Typically, the government has refrained from partnering with early-stage startups for policy-related tech. But now it’s calling on them, since existing infrastructure for building health and nutritional awareness isn’t cutting it.
This is the stamp of approval that Ravi Teja, co-founder of Natfirst, and his team were waiting for.
Since 2014, the Food Safety and Standards Authority of India (FSSAI) has been trying, and failing, to implement a system that issues warnings upfront about a product’s nutritional value. In 2022, they released a draft of guidelines for front-of-package nutrition labelling (FOPNL) that follows a health star rating system. Following public petitions and the Supreme Court directives earlier this year, the system should have come into effect in July 2025. But it’s already December, and nothing yet.
The Rajya Sabha committee’s report on FSSAI’s Food Safety & Standards (Labelling & Display) Amendment Regulations will be tabled in parliament later in December.
The hold up so far seems to be that no ranking system is efficient enough. When brand and industry experts raised alarm bells over the proposed health stars, the regulator withdrew implementation.
Natfirst’s ranking system tried to solve for this. While health stars are based on nutrition math, calculated per 100 grams, and allow for ultra-processed food to hide behind a decent rating, the Truthin rating system (TIRS) focuses on ingredient transparency, using specific labels and warnings to highlight harmful additives and processing levels.
While regulators pit one option against another, food brands oppose the move altogether.
“The relationship of FSSAI with the food industry is long, and quite cosy,” said Arun Gupta, MD and convener of think tank Nutrition Advocacy for Public Interest (NAPi) and former member of the PM’s Council on India’s Nutrition Challenges.

* [Provided material]
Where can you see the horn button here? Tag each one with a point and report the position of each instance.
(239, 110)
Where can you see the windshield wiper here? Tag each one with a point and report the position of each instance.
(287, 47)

* [The exercise]
Retype the stretch of the text on India's front-of-package nutrition labeling from "The Rajya Sabha" through "and processing levels.".

* [Reply to the exercise]
The Rajya Sabha committee’s report on FSSAI’s Food Safety & Standards (Labelling & Display) Amendment Regulations will be tabled in parliament later in December.
The hold up so far seems to be that no ranking system is efficient enough. When brand and industry experts raised alarm bells over the proposed health stars, the regulator withdrew implementation.
Natfirst’s ranking system tried to solve for this. While health stars are based on nutrition math, calculated per 100 grams, and allow for ultra-processed food to hide behind a decent rating, the Truthin rating system (TIRS) focuses on ingredient transparency, using specific labels and warnings to highlight harmful additives and processing levels.